■ Given request: Repeat the data below word for word, starting at the beginning and ending at the line that contains "87], [112, 172]]".

Point-based annotation data:
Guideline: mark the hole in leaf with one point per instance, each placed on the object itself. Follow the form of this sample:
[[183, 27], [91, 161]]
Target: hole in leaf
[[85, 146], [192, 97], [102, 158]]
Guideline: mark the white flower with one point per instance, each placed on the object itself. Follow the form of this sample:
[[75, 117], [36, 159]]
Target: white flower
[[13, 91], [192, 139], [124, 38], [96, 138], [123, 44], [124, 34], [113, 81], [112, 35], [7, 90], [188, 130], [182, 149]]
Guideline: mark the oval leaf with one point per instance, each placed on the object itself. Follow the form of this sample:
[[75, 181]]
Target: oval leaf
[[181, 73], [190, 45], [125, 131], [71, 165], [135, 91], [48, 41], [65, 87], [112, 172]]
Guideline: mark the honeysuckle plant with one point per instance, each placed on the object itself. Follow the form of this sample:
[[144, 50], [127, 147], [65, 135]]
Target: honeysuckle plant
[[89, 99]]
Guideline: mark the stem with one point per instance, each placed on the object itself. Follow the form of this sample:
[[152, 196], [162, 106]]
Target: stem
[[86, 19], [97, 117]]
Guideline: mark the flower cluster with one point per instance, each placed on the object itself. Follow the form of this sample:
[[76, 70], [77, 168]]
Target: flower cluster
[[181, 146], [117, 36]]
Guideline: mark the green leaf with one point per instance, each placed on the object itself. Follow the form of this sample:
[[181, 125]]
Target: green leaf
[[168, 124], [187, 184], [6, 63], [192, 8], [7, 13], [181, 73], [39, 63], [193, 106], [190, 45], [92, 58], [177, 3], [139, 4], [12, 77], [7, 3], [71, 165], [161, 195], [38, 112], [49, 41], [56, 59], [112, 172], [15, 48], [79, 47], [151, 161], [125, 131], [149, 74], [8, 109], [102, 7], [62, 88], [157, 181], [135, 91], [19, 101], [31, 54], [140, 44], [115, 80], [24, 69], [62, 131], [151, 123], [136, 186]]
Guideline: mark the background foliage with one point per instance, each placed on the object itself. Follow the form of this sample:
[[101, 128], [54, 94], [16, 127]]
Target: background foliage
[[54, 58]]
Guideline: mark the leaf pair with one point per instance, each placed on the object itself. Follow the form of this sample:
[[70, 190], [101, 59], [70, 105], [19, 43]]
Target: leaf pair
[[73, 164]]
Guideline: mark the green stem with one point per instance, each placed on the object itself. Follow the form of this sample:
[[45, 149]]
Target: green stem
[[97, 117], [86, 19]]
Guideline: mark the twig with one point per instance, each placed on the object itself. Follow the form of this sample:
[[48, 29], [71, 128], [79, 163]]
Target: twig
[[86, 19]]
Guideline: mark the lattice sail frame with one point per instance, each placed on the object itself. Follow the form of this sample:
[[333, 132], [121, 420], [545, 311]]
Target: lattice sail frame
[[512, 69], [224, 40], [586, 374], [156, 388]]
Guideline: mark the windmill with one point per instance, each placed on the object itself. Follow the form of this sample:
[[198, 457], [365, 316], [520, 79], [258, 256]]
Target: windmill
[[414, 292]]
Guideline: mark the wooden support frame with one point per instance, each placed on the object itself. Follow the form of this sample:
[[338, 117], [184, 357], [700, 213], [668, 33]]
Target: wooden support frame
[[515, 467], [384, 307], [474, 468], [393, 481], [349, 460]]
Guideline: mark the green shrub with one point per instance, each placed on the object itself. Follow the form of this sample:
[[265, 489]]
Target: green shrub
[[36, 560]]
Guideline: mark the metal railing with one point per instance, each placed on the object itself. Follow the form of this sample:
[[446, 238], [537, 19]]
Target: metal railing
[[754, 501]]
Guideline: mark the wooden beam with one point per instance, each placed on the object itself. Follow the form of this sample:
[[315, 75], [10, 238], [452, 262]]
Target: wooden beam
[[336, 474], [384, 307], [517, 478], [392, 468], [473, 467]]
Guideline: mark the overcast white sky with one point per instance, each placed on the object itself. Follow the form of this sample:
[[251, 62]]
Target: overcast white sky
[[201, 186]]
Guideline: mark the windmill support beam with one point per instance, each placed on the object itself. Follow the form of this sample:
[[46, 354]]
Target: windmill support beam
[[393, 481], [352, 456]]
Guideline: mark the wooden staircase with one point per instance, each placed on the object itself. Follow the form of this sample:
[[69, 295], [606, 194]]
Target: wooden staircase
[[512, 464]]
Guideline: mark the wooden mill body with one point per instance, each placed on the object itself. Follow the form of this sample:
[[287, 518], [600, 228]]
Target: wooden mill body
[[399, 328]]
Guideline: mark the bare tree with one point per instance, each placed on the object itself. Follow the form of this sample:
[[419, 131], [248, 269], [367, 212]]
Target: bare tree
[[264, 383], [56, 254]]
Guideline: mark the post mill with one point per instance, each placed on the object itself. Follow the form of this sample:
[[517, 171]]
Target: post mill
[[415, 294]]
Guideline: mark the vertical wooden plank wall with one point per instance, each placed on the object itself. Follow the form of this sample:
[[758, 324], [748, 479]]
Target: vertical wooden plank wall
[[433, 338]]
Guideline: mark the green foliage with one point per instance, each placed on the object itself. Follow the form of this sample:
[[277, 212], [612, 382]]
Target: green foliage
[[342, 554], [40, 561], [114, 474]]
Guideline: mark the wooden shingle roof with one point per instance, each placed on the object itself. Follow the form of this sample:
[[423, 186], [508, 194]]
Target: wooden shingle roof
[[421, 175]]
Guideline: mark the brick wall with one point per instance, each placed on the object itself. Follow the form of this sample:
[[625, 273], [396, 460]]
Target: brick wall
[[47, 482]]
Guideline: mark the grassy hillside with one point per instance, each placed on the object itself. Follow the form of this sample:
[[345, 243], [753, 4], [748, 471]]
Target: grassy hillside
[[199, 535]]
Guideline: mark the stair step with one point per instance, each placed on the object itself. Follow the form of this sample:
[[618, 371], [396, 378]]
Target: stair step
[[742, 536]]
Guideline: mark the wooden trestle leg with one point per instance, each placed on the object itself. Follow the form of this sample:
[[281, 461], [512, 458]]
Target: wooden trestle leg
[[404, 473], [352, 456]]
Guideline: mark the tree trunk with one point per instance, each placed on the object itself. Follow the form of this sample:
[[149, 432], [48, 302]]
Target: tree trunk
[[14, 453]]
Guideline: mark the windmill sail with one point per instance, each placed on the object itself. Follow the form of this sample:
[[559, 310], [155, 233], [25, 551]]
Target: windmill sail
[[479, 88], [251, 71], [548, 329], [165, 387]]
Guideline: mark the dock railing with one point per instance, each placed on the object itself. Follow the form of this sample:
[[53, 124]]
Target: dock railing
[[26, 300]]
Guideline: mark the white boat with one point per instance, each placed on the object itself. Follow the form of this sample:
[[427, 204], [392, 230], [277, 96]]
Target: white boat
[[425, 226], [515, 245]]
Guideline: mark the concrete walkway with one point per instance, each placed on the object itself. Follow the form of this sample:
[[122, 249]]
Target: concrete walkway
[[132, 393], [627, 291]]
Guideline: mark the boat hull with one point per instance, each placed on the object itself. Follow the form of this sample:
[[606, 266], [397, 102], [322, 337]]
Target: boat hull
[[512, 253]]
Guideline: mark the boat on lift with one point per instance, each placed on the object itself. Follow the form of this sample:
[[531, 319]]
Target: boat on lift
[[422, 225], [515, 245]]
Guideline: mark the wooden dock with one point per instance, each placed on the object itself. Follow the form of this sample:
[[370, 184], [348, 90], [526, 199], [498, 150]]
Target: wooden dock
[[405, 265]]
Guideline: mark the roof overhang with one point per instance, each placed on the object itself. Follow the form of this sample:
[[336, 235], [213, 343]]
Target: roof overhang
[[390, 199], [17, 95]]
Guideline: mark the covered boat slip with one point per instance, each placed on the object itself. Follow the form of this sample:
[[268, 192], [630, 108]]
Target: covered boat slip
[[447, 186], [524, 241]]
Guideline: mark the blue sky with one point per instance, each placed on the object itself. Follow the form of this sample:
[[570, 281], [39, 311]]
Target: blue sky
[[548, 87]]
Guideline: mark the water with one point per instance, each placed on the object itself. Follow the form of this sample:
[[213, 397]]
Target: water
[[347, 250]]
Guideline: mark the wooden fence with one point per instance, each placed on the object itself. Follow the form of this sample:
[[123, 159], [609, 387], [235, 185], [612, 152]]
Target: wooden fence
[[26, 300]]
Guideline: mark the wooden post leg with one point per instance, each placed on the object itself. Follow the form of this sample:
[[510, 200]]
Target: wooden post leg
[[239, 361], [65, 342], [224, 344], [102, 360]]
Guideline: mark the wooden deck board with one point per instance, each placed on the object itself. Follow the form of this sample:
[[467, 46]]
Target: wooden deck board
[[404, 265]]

■ Worked answer:
Guideline: mark the hole in leaf with one point per instance, each placed on the object itself. Follow the form of this sample:
[[183, 27], [91, 161]]
Target: hole in leaf
[[85, 146], [192, 97], [102, 158]]
Guideline: mark the white flower with one point per instance, each placed on the object itself. Follow the form of this sample:
[[75, 117], [36, 159]]
Target: white flower
[[13, 91], [192, 139], [124, 38], [96, 138], [123, 44], [124, 34], [113, 81], [112, 35], [7, 90], [188, 130], [182, 149]]
Guideline: mark the oval leaf with one point per instance, each placed on the object itself. Follow the form of this sample:
[[75, 181]]
Target: oval leaf
[[181, 73], [190, 45], [125, 131], [71, 165], [135, 91], [48, 41], [65, 87], [112, 172]]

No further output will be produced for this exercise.